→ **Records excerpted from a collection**
+---+
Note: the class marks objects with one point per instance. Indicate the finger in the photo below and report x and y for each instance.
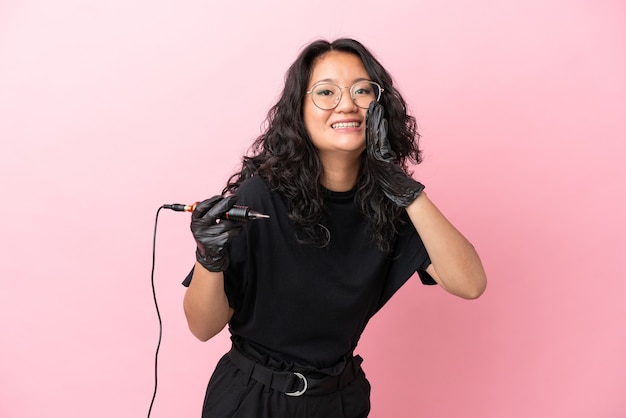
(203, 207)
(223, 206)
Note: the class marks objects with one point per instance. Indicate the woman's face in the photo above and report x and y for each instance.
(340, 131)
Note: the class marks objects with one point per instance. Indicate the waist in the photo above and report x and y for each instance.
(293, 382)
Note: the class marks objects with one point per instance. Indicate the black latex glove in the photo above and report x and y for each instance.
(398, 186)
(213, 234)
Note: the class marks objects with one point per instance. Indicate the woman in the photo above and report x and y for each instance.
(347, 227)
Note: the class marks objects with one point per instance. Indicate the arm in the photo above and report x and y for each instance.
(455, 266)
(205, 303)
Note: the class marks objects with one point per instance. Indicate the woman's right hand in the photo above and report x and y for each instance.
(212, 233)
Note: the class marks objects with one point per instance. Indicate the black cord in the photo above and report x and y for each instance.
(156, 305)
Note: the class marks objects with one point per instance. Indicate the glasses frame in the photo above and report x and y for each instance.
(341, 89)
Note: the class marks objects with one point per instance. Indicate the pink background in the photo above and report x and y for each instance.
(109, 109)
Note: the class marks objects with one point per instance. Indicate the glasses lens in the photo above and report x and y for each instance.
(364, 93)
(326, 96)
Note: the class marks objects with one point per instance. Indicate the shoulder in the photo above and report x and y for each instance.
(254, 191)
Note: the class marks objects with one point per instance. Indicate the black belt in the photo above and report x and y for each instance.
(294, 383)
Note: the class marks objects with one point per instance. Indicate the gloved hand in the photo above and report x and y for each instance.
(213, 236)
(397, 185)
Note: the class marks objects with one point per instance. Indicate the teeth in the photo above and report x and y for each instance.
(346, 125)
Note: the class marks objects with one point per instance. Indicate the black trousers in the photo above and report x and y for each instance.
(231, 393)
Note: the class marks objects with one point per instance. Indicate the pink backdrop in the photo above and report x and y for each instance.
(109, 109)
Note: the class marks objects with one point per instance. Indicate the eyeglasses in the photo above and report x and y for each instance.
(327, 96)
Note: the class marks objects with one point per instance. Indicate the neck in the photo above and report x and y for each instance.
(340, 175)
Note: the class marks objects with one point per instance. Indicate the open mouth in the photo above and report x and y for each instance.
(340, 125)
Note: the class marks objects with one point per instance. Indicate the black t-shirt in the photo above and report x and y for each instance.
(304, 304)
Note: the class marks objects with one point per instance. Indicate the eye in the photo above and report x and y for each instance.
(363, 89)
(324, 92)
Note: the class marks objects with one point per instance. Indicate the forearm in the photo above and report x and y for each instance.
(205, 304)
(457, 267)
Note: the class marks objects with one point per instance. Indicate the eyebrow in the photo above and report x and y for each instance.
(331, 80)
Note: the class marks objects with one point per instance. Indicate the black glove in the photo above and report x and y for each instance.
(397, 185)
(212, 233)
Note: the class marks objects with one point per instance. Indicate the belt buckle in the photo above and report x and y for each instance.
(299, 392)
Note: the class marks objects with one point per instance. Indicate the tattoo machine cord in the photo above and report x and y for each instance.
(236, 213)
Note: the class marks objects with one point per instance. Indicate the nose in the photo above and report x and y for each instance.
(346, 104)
+---+
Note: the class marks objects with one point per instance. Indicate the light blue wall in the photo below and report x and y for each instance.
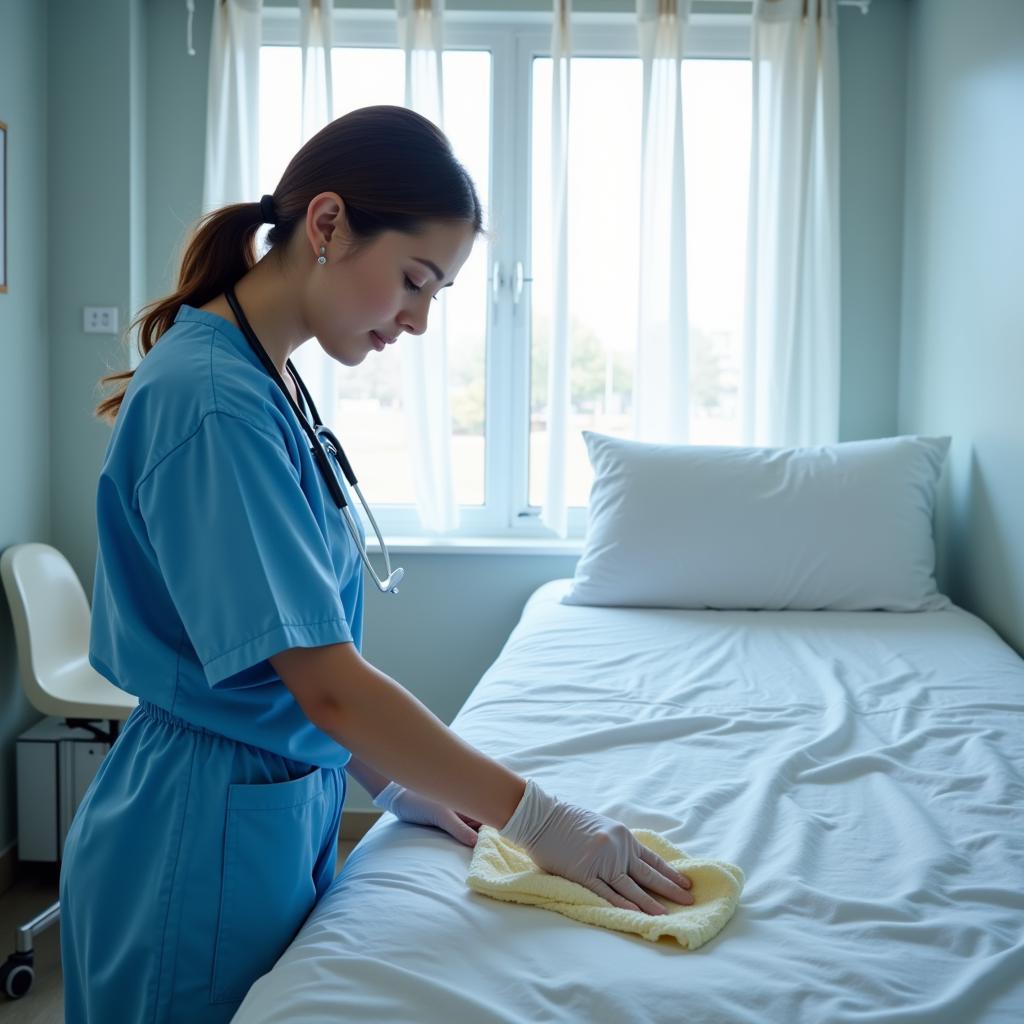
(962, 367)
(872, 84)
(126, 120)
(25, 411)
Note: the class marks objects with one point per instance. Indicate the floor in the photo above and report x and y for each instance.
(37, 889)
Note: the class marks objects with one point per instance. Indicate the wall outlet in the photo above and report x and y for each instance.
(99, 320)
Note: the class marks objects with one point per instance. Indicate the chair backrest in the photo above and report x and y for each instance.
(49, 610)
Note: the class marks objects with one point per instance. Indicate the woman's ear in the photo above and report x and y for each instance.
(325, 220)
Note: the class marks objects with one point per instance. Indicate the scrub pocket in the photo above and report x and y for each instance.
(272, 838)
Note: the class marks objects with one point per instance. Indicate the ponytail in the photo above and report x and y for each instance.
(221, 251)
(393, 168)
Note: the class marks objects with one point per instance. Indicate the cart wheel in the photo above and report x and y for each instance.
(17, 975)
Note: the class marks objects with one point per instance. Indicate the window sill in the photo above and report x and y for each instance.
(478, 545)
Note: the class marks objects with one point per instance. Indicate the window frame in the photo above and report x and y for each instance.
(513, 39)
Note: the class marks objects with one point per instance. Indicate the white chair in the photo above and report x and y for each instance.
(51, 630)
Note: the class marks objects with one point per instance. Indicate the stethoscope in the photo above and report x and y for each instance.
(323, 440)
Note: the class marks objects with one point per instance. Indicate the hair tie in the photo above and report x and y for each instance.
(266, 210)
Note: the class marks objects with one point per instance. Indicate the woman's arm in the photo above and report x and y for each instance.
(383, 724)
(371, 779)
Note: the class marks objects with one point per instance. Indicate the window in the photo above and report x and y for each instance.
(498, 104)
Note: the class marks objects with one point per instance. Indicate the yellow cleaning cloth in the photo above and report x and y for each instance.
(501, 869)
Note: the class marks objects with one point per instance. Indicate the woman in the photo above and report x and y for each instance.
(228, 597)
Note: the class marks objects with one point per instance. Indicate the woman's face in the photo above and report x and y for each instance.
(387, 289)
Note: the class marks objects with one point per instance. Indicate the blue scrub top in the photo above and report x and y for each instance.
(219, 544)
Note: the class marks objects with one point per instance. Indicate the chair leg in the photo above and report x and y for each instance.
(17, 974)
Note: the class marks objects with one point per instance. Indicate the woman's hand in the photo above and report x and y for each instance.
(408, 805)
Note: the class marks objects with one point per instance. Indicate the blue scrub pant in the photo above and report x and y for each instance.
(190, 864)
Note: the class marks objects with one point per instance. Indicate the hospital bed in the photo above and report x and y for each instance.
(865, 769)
+---+
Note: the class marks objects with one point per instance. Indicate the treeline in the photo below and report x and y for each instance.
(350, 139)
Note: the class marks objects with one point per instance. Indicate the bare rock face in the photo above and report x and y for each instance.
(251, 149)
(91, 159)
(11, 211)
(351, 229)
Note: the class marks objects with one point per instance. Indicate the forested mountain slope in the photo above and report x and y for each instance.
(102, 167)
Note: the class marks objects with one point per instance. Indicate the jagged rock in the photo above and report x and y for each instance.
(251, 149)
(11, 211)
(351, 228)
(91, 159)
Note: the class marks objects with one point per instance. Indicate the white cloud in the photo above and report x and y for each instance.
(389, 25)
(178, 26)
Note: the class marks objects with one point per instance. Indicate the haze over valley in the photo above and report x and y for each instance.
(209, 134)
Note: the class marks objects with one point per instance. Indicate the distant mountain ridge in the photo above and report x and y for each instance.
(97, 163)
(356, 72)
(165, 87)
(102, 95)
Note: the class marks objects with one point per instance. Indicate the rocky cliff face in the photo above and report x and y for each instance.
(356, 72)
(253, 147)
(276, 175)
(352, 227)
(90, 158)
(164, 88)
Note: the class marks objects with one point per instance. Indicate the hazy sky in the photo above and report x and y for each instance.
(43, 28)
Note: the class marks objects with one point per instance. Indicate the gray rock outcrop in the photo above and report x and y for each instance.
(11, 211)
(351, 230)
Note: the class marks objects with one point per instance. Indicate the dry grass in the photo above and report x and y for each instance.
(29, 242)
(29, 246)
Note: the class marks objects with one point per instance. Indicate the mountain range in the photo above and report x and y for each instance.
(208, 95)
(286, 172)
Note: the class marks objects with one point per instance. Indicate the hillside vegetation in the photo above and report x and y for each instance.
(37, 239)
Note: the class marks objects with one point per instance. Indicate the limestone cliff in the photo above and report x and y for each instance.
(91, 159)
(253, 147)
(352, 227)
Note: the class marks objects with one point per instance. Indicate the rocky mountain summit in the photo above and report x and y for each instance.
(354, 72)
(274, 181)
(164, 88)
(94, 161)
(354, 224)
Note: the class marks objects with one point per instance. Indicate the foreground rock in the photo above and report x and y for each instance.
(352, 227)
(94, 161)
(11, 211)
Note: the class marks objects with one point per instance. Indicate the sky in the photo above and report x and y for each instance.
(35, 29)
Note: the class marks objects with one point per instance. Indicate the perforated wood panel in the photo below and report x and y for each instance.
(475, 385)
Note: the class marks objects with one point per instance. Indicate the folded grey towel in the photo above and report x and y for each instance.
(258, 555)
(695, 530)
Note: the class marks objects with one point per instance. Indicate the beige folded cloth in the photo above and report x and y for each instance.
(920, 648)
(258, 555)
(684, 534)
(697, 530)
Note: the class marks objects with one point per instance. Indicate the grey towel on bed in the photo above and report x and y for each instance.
+---+
Return only the lines between the one holding "Indicate the beige" and the one holding "Indicate the grey", inclusive, exactly as they appear above.

→ **Result of the task**
Note: the class marks objects with one point per instance. Indicate the beige folded cloth in the photo above and report x and y for each instance.
(920, 648)
(258, 555)
(684, 534)
(697, 530)
Note: the class marks objects with one point per instance. Indicate the grey towel on bed in the photo above and report x and y for each instance.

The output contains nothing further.